start

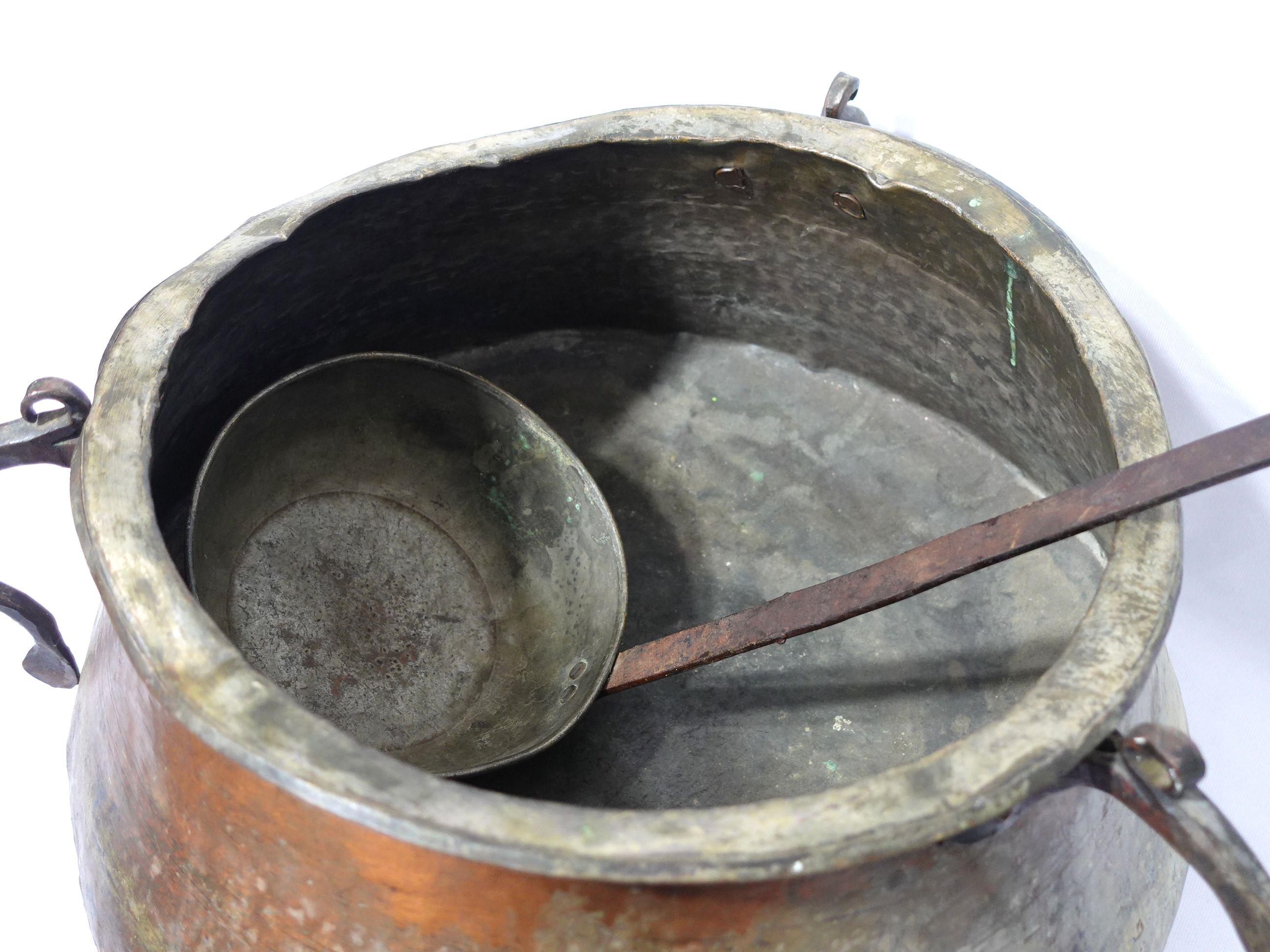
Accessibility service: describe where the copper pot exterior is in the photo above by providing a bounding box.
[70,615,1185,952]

end
start

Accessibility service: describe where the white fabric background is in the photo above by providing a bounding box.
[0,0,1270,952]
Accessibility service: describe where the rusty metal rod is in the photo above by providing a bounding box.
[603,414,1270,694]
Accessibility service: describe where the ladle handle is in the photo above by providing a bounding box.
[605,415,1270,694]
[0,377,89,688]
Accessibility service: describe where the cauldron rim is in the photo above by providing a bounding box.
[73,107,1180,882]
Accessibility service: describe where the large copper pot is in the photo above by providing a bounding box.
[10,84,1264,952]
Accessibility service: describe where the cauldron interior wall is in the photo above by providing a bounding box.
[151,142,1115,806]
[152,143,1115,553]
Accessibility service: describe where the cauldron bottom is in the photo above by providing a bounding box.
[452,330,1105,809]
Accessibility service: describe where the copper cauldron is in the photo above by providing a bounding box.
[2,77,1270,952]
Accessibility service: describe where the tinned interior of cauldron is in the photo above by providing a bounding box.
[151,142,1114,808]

end

Filter the data above, keeping only the lines that contain the word "interior". Matching is case-sensitive.

ANSWER TO THIS EXERCISE:
Accessibility service: describe where the cauldron interior wall is in the photo above by providing a bounding box.
Accessibility service: describe where the tinned interior of cauldron is in the photo above by providing a bounding box.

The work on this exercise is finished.